What the task requires: Retype exactly the lines that run from the line with "like [569, 386]." to the final line of the entries, keeping both ends and nothing else.

——

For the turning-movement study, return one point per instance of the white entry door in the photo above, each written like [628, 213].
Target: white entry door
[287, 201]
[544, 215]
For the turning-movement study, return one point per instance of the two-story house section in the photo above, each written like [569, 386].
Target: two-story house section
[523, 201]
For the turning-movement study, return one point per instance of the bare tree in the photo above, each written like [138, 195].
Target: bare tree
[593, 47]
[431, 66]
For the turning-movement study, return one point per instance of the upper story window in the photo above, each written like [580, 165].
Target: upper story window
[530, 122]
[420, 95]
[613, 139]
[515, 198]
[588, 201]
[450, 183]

——

Finished answer:
For the turning-movement study, return one point per instance of the two-story house section in the photo above, each written like [569, 386].
Target: two-story house section
[523, 201]
For the turning-movement study, return one point per instance of the bare tree in the photo above, each written like [138, 195].
Target: bare tree
[593, 47]
[431, 66]
For the turning-movement study, return one point per instance of the upper story window in the photo above, each written like [580, 165].
Target: upper story window
[530, 122]
[420, 95]
[613, 139]
[515, 198]
[588, 201]
[450, 183]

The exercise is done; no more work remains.